Stored items
#####

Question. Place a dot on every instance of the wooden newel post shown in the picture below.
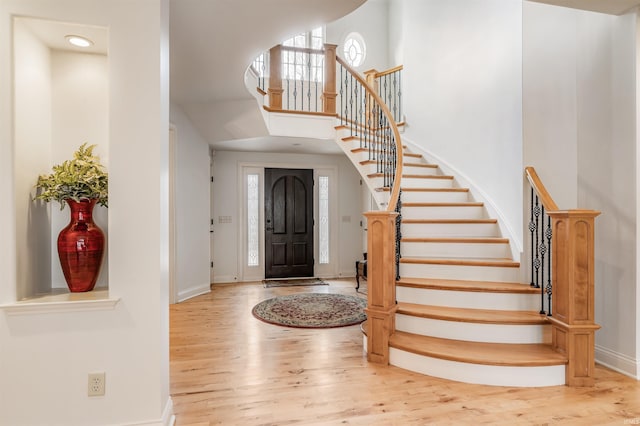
(381, 284)
(573, 316)
(329, 90)
(275, 77)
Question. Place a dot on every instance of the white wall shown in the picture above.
(192, 208)
(579, 122)
(462, 90)
(45, 357)
(371, 21)
(32, 156)
(226, 203)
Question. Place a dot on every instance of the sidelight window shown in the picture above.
(323, 215)
(253, 220)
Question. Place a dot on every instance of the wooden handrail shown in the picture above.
(538, 186)
(395, 191)
(389, 71)
(303, 50)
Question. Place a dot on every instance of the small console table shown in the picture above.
(361, 270)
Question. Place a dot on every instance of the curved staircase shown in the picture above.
(460, 310)
(461, 313)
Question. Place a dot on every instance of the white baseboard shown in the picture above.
(167, 419)
(618, 362)
(218, 279)
(193, 292)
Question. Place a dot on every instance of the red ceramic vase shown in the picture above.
(80, 247)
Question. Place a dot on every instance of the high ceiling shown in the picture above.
(213, 42)
(612, 7)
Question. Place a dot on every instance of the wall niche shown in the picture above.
(61, 100)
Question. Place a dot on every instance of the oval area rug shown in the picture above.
(312, 310)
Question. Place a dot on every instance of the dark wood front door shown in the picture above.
(288, 223)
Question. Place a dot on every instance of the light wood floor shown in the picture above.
(229, 368)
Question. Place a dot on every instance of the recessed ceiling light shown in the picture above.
(79, 41)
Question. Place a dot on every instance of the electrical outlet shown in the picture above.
(96, 384)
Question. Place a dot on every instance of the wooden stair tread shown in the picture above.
(502, 354)
(428, 189)
(374, 175)
(460, 204)
(466, 285)
(504, 263)
(434, 189)
(481, 316)
(411, 176)
(450, 221)
(464, 240)
(431, 166)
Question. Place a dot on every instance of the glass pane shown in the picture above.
(323, 214)
(253, 220)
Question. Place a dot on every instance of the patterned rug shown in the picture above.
(312, 310)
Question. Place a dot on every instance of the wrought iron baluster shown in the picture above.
(395, 97)
(542, 248)
(532, 228)
(399, 97)
(536, 261)
(549, 234)
(398, 234)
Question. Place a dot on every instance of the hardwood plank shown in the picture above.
(228, 368)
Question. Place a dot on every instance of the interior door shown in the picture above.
(288, 223)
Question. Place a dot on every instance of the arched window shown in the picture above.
(354, 49)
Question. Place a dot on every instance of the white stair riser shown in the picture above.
(494, 375)
(460, 272)
(456, 250)
(453, 212)
(450, 230)
(434, 196)
(474, 332)
(469, 299)
(422, 171)
(426, 183)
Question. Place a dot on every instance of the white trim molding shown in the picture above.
(193, 292)
(618, 362)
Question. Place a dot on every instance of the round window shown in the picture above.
(354, 49)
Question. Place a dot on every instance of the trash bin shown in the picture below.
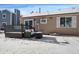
(27, 34)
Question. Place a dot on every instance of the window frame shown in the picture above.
(72, 24)
(43, 22)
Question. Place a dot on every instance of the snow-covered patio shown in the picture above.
(48, 44)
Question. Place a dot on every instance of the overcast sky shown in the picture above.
(27, 8)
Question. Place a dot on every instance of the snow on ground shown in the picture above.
(48, 44)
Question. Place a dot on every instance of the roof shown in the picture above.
(65, 11)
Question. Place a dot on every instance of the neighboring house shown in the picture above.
(61, 22)
(9, 18)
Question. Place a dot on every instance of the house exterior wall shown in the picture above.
(7, 19)
(10, 18)
(17, 20)
(51, 26)
(0, 18)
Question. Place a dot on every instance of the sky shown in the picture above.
(26, 9)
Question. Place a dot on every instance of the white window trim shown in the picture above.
(43, 22)
(73, 25)
(3, 17)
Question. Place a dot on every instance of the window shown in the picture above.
(66, 22)
(43, 21)
(3, 16)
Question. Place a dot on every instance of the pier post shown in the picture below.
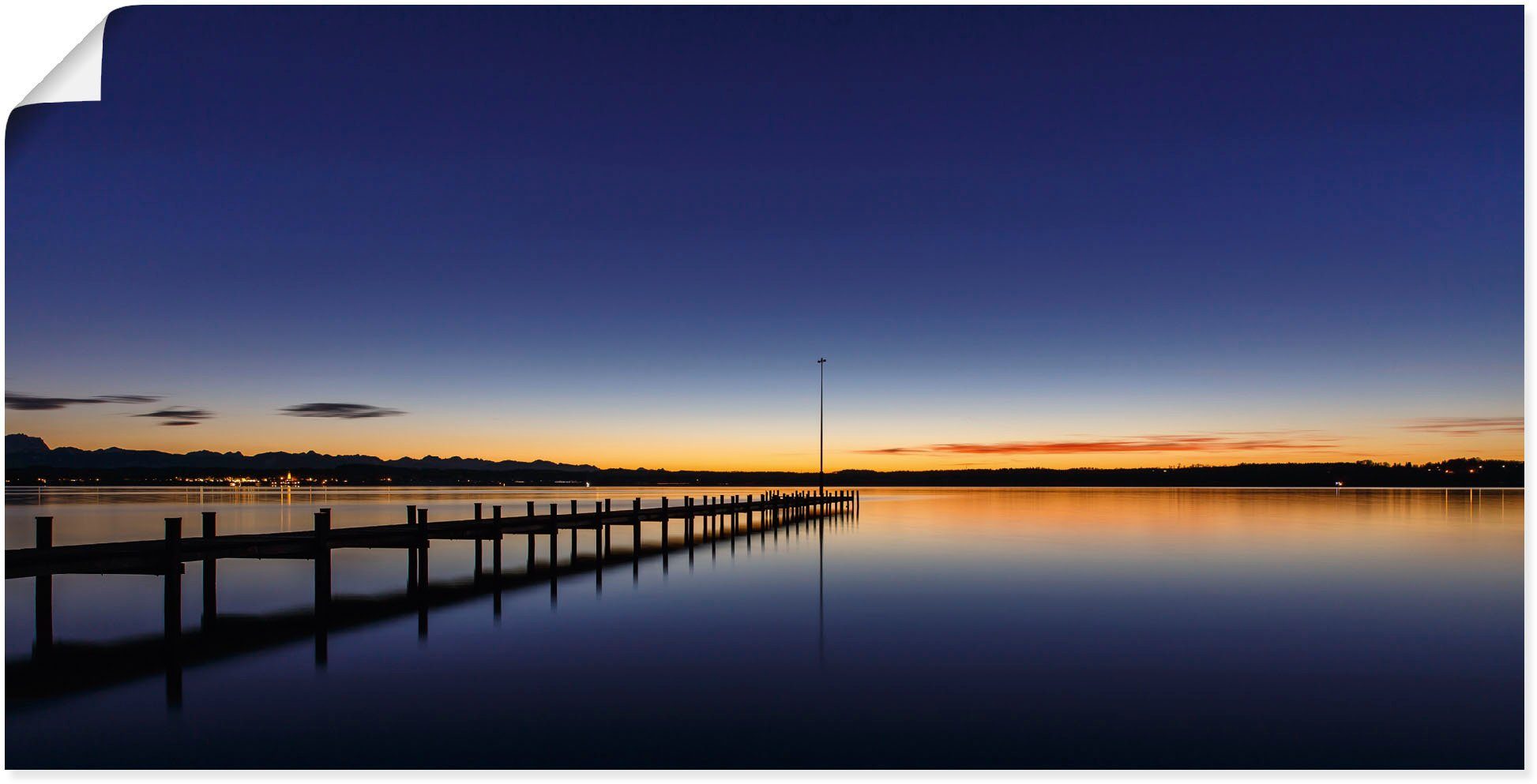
(172, 621)
(598, 542)
(666, 514)
(495, 558)
(411, 552)
(43, 591)
(321, 583)
(555, 532)
(479, 563)
(209, 572)
(422, 560)
(554, 555)
(529, 569)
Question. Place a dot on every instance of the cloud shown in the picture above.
(19, 402)
(177, 412)
(1254, 441)
(1467, 425)
(340, 411)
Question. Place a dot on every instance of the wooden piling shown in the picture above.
(172, 617)
(43, 591)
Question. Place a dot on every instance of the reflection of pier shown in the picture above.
(62, 667)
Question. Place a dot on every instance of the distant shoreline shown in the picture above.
(1462, 472)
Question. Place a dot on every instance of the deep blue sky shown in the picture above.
(622, 235)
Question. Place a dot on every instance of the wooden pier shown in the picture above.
(65, 667)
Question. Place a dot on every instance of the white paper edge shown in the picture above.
(77, 77)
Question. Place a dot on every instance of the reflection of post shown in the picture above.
(43, 600)
(411, 552)
(422, 574)
(321, 583)
(172, 621)
(597, 540)
(495, 560)
(209, 572)
(479, 563)
(635, 545)
(555, 557)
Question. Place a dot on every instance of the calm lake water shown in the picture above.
(938, 628)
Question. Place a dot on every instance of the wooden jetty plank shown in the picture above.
(156, 557)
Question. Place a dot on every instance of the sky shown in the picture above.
(625, 235)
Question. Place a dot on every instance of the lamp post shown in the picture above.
(821, 426)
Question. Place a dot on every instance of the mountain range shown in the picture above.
(27, 451)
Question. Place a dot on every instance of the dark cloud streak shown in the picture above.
(340, 411)
(19, 402)
(179, 414)
(1467, 425)
(1139, 443)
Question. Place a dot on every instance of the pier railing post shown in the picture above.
(321, 583)
(555, 532)
(495, 542)
(172, 621)
(529, 569)
(43, 587)
(635, 532)
(479, 563)
(422, 560)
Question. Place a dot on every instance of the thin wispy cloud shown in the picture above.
(340, 411)
(1298, 440)
(1467, 425)
(19, 402)
(179, 415)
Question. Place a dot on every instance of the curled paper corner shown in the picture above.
(77, 77)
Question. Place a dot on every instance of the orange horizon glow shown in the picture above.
(692, 449)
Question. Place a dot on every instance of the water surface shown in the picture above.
(952, 628)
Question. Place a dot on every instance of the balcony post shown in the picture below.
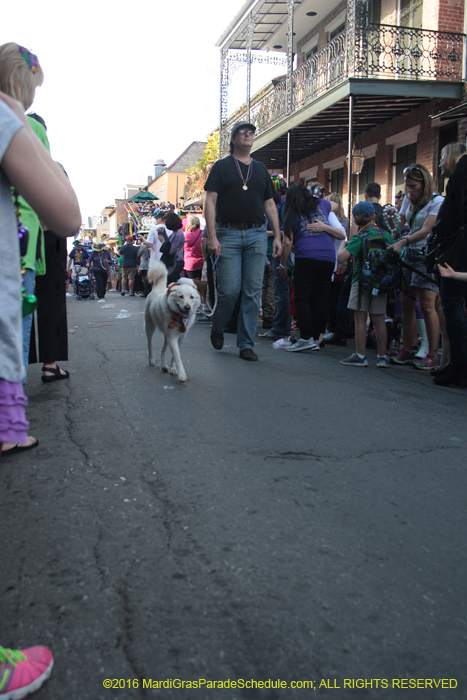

#####

* _Your assignment_
None of the pictures should be copied, but every record above must be returned exactly.

* _Response for this exercise_
Question. Place a dot on every instance of the wooden newel post shown in the picture below.
(381, 284)
(573, 316)
(329, 90)
(275, 77)
Question. Place a dot on every instance of the white wall shown in the picture above.
(192, 208)
(579, 122)
(462, 90)
(45, 357)
(371, 21)
(32, 156)
(226, 203)
Question. Place a dot on every instance of the sidelight window shown in the picture above.
(323, 215)
(253, 220)
Question. Place a dot on every instance of the wooden handrail shown in the picture above.
(538, 186)
(395, 191)
(389, 71)
(303, 50)
Question. Place a dot on every instance of the small console table shown in the picture above.
(361, 270)
Question. Place a dot on every instance of the curved staircase shown in the picture above.
(460, 310)
(461, 313)
Question. Place a dot on every instance of the white baseboard shown in the picture above.
(167, 419)
(618, 362)
(218, 279)
(193, 292)
Question. Place a dot on every instance of the red ceramic vase shown in the picture above.
(80, 247)
Question. Place a dot on every instance of the high ceiling shown in the picture above.
(213, 42)
(612, 7)
Question. Place a dot on every instance of the wall niche shown in the picture above.
(61, 100)
Question. Place a dot on every instance of the oval area rug shown in the picture above.
(312, 310)
Question. Place a dot on every instance of the dark wood front door shown in the picture above.
(288, 223)
Question. Place a dot on every instance of the light wood floor shown in the picture above.
(229, 368)
Question. Place a dot on every instance of the recessed ceiling light shown in the picture above.
(79, 41)
Question. Place a dot on every instance of the electrical outlet shown in the picture above.
(96, 384)
Question. Place a dot on every instance of the wooden stair tread shown in the picture above.
(502, 354)
(428, 189)
(374, 175)
(460, 204)
(466, 285)
(504, 263)
(434, 189)
(481, 316)
(411, 176)
(450, 221)
(464, 240)
(431, 166)
Question. Place a dot on every instance of the glass pane shown in the picture above.
(323, 214)
(253, 220)
Question. Place a dot on every instance of the patterned rug shown in the picture above.
(312, 310)
Question. Place a dot on every instance of the wrought iron baluster shown in the picture above.
(395, 97)
(542, 248)
(532, 228)
(399, 97)
(536, 261)
(549, 234)
(398, 234)
Question. Place a dot on every instance of the hardwood plank shown in the picture above.
(228, 368)
Question. Place a dot on every instance of the interior door shown in the picture above.
(288, 223)
Question. Place a dot on every instance of the arched window shown in the picture above.
(354, 49)
Question. Place a dot on every instance of the white stair riser shown in the picture above.
(494, 375)
(460, 272)
(456, 250)
(453, 212)
(450, 230)
(434, 196)
(474, 332)
(469, 299)
(422, 171)
(426, 183)
Question. Place a dot on every instance of the white trim molding shown in the picture above.
(193, 292)
(618, 362)
Question. Place a dot on every instance of the round window shown in the picture above.
(354, 49)
Question. Place a dot on every instance of the trash bin shown in the picture below.
(27, 34)
Question. Place a dot on every instance of the window frame shown in the picture above.
(72, 24)
(43, 22)
Question. Place a dot on every instance of the snow-covered patio shown in the picture above.
(48, 44)
Question. Place a dot on every instance of the overcast sky shown in the picture above.
(27, 8)
Question. Place a dot on every instance of the snow on ground shown in the picture above.
(48, 44)
Question. Place a dot on every instance of the roof shown in the picture above.
(65, 11)
Question. Place a dot on every instance of the neighboring house shown in the picture above.
(61, 22)
(9, 18)
Question. Place a dot on every instance of the house exterior wall shown in the picture above.
(7, 19)
(10, 18)
(17, 20)
(51, 26)
(0, 18)
Question. Place a dot on every instance of the sky shown in the picture above.
(26, 9)
Question. Place a dot on every instance of the white window trim shown in the picture above.
(43, 22)
(73, 25)
(3, 17)
Question. Place a dot on every instance of the window shown in the picture above.
(66, 22)
(43, 21)
(3, 16)
Question. Place a dot on every instance of the pier post shown in the picture below.
(172, 621)
(598, 542)
(666, 514)
(495, 558)
(411, 552)
(43, 591)
(321, 583)
(555, 532)
(479, 563)
(209, 572)
(422, 560)
(554, 555)
(529, 569)
Question. Place a dot on every instance of the cloud shown in the picture above.
(19, 402)
(177, 412)
(1254, 441)
(1467, 425)
(340, 411)
Question. Place a dot on every instance of the wooden piling shown in the picture above.
(172, 617)
(43, 591)
Question. Place a dot on every instance of the reflection of pier shown in the picture above.
(62, 667)
Question. Place a dot on every instance of the distant shoreline shown in the picture above.
(1462, 472)
Question. Place a dot on every instance of the deep blue sky shown in the picture above.
(622, 235)
Question. Place a dot on every instance of the wooden pier shown in the picture above.
(65, 667)
Question. Place a dot on every instance of the white paper edge shown in the picture above.
(77, 77)
Question. Place a dot on every instance of the reflection of post shown in the picture above.
(43, 600)
(411, 552)
(422, 574)
(321, 583)
(172, 621)
(597, 540)
(495, 560)
(209, 572)
(479, 563)
(635, 545)
(555, 557)
Question. Place a dot on every instance of the calm lake water shown in the picture above.
(938, 628)
Question. Place a dot on every instance of the wooden jetty plank shown in the picture above.
(156, 557)
Question. Place a dot on every instance of the sky shown in the picture above.
(625, 235)
Question. Place a dot on every instance of the lamp post shown in the picture above.
(821, 426)
Question. Place a dot on every instance of the mountain range shown in the picture above.
(27, 451)
Question. Place a dot on every instance of the dark cloud streak shown in the picture above.
(340, 411)
(19, 402)
(179, 414)
(1467, 425)
(1139, 443)
Question. Place a dot on every instance of the pier railing post shown in the picture above.
(321, 583)
(555, 532)
(495, 542)
(172, 621)
(529, 569)
(43, 587)
(635, 532)
(479, 563)
(422, 560)
Question. Place a dot on every instance of the thin wispy cloud shown in the picture above.
(340, 411)
(1298, 440)
(1467, 425)
(19, 402)
(179, 415)
Question. Place a dot on every instance of the curled paper corner shown in the picture above.
(77, 77)
Question. Place a dot on every instance of the orange horizon glow shown in the picture above.
(692, 449)
Question. Place a dot on every instance of the water surface shown in the picture above.
(952, 628)
Question. Place a dot on every instance of the balcony post shown in the picture below.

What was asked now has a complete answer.